>>

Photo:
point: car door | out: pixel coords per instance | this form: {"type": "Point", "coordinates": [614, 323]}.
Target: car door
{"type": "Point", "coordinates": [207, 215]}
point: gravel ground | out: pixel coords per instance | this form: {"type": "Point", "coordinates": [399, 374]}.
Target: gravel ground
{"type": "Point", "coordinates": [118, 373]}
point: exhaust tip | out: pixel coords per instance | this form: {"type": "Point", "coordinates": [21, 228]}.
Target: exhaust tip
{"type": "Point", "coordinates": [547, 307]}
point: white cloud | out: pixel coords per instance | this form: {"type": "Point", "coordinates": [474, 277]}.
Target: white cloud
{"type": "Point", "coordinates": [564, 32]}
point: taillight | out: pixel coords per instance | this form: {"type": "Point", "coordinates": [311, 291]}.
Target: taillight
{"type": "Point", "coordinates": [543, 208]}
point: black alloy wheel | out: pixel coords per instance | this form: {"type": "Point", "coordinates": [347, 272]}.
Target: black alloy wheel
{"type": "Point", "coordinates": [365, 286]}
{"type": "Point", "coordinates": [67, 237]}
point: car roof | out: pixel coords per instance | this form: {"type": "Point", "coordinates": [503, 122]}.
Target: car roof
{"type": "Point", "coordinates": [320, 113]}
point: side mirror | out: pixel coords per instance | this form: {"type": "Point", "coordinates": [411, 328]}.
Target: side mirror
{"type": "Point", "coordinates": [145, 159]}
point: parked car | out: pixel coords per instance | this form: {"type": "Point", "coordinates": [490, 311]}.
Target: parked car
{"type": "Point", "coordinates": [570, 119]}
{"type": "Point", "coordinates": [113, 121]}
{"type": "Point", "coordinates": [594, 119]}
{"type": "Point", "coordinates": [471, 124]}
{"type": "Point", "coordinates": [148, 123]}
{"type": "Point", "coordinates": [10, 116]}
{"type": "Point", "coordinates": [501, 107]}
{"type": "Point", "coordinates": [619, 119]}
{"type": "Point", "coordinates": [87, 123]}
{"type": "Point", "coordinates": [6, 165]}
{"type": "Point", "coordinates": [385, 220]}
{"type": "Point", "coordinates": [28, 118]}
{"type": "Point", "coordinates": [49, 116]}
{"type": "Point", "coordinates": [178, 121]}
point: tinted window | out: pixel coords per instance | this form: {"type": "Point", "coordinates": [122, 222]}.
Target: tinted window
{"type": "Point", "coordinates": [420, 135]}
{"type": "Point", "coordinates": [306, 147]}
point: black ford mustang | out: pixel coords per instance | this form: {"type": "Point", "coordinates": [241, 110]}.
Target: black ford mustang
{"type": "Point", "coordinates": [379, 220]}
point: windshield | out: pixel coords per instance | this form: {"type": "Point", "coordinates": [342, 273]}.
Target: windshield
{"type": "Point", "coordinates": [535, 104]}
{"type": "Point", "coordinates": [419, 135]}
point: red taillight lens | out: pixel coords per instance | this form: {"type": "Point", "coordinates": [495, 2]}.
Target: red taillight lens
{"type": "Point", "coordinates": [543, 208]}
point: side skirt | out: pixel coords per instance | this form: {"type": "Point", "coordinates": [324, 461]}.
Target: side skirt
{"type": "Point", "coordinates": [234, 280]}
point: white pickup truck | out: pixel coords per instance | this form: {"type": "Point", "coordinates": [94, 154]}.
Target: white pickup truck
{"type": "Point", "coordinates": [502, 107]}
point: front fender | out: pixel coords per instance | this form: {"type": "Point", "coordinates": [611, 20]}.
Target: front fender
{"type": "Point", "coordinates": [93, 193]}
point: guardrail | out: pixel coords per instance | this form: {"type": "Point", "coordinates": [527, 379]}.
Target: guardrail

<<

• _Exercise objective_
Your reply should be nothing but the lines from the one containing "point: side skirt" through the last line above, copied exactly; please include both ends.

• _Answer box_
point: side skirt | out: pixel coords per instance | this form: {"type": "Point", "coordinates": [324, 461]}.
Target: side skirt
{"type": "Point", "coordinates": [234, 280]}
point: white pickup truck | out: pixel coords per instance | this form: {"type": "Point", "coordinates": [94, 154]}.
Target: white pickup truck
{"type": "Point", "coordinates": [502, 107]}
point: front fender | out: pixel coords per instance | this form: {"type": "Point", "coordinates": [611, 20]}.
Target: front fender
{"type": "Point", "coordinates": [93, 193]}
point: guardrail | out: pixel coords per instance | this form: {"type": "Point", "coordinates": [527, 379]}.
Target: guardrail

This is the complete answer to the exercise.